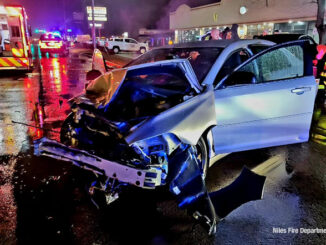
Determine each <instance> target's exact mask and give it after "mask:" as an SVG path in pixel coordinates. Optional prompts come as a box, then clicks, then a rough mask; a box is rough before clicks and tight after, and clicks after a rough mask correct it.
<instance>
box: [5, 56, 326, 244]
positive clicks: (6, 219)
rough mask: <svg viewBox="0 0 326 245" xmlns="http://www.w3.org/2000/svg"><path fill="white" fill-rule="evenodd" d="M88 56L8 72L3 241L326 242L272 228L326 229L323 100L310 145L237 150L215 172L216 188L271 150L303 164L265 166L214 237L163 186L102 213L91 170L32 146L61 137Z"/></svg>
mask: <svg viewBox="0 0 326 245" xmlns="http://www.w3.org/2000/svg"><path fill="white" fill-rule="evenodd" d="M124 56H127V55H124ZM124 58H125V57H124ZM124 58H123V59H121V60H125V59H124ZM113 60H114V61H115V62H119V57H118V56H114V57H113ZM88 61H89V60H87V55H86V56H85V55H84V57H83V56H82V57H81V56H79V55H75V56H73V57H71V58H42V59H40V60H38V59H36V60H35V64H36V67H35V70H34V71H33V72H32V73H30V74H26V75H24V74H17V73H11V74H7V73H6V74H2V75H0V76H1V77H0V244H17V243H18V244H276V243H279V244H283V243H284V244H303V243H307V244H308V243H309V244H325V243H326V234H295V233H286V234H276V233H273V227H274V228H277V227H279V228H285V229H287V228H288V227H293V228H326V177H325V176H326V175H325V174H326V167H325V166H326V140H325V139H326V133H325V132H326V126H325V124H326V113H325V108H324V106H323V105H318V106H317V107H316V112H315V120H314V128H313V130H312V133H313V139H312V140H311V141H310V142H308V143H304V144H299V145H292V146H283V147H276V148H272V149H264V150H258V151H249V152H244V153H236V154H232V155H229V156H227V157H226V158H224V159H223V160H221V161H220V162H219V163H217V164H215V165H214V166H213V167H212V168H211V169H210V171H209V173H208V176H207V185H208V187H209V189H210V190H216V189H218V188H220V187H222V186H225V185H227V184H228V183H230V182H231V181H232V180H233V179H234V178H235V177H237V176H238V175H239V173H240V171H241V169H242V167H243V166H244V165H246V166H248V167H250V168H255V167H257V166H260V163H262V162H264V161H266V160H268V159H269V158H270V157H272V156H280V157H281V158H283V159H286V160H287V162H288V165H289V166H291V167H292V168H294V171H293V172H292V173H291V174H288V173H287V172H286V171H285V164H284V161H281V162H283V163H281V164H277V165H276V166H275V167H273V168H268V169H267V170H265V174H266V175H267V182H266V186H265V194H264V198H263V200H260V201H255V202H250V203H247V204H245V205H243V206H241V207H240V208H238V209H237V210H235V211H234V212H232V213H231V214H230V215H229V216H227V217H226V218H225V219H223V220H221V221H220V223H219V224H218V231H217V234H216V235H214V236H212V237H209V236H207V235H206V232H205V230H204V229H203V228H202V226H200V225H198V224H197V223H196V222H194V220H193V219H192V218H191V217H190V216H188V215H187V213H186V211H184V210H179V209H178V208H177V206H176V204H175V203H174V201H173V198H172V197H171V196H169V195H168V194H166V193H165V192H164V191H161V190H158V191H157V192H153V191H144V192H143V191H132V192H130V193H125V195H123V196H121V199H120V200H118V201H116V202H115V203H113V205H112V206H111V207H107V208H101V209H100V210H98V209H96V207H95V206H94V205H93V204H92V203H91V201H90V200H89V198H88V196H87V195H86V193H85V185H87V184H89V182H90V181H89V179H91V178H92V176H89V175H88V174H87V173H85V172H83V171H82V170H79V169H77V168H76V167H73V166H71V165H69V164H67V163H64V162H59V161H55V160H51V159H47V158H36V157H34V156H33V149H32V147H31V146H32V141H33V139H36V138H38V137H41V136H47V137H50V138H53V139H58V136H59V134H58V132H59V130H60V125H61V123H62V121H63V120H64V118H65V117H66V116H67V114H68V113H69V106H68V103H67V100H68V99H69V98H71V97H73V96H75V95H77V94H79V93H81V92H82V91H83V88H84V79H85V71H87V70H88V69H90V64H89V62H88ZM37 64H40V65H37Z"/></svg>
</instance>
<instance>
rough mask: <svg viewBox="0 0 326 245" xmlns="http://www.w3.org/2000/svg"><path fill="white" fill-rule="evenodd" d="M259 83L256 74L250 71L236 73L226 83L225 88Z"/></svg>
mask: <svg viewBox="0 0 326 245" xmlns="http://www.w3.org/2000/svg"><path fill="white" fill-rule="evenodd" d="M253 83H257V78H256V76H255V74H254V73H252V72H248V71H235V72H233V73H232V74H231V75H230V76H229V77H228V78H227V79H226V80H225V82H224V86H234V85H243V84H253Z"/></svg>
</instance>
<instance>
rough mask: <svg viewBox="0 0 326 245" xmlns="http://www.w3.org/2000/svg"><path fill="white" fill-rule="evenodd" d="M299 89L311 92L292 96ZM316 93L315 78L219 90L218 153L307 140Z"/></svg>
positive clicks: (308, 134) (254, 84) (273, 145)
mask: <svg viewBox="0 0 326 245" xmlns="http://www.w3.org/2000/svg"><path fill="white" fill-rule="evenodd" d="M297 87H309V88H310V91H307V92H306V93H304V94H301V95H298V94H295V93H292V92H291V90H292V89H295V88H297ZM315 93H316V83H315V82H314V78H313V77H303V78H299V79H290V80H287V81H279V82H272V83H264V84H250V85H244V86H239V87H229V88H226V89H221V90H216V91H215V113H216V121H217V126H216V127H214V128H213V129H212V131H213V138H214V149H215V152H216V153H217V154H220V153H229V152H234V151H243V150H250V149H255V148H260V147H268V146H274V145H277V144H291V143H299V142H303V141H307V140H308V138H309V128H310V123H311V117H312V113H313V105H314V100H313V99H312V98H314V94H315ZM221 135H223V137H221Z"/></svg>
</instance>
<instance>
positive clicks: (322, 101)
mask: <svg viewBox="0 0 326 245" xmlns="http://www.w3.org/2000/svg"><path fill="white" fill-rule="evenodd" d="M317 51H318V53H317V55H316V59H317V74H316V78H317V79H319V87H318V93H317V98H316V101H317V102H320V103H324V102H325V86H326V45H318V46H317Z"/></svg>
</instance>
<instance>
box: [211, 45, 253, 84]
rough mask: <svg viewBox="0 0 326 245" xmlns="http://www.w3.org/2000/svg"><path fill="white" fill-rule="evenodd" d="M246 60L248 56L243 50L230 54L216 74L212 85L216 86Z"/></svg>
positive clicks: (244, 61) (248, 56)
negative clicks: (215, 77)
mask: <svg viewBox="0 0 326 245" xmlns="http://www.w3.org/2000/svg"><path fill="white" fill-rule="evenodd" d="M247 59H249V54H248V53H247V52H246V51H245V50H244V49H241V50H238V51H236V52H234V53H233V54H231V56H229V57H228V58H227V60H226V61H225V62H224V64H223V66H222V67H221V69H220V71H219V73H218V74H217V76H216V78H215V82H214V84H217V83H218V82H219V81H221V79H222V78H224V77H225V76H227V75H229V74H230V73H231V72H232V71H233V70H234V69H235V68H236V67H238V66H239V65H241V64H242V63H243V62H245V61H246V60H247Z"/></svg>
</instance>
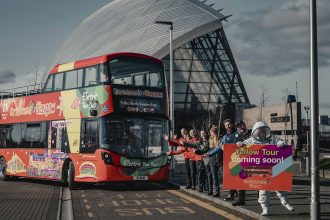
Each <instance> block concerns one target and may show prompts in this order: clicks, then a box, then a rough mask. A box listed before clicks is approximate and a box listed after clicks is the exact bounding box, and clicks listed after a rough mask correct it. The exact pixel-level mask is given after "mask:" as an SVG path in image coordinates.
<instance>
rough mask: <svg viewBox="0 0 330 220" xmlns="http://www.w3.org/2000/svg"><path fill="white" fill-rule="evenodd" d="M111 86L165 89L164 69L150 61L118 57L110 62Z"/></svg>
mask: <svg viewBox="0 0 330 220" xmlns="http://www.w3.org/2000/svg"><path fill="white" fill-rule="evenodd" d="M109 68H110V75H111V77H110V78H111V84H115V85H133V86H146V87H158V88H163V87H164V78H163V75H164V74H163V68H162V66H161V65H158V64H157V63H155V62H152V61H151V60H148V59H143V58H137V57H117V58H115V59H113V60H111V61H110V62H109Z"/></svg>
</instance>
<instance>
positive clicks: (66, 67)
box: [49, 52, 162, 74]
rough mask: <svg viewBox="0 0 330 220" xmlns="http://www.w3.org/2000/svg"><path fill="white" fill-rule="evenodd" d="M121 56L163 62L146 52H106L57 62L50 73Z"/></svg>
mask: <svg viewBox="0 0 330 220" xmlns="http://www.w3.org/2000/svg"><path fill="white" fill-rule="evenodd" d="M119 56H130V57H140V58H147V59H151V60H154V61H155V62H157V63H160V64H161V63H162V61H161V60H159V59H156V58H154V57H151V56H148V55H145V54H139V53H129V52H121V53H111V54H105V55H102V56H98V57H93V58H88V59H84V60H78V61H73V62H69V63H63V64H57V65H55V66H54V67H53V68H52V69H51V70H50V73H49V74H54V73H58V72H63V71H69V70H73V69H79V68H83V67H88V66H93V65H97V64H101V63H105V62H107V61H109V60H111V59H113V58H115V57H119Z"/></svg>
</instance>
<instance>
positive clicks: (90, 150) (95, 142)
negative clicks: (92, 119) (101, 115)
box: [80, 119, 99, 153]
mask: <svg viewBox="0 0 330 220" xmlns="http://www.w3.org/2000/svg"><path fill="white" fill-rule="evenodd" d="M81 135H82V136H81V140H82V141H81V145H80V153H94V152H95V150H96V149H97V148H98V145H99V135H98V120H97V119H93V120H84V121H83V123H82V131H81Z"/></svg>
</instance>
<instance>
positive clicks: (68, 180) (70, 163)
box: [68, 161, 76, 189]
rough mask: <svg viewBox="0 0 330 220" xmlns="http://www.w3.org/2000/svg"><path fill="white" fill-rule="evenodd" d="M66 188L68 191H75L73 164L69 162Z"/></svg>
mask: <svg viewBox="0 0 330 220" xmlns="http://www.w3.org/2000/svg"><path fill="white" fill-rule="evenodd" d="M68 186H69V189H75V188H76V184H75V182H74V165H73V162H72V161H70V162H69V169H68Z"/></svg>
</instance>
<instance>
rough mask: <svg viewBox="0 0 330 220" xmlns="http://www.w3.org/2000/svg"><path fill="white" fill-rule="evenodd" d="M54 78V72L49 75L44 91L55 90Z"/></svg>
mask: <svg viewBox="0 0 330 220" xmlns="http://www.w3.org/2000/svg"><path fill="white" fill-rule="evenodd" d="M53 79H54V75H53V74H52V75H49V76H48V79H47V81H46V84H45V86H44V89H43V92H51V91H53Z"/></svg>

== == ==

REQUIREMENT:
Locate the string "exact" in the listing above and copy every line where it occurs.

TASK RESPONSE:
Determine each <instance> target's exact mask and give it after "mask:" as an SVG path in pixel coordinates. Optional prompts come as a box, then clicks, then a rough mask; a box is rough before clicks and tight after, and clicks after a rough mask correct it.
Each <instance> block concerns one target and may show prompts in this order: clicks, then a box, then a rough mask. A box listed before clicks is approximate and a box listed after clicks is the exact bounding box, and clicks listed after a rough mask correct it. The exact pixel-level mask is given after "mask:" as an SVG path in image coordinates.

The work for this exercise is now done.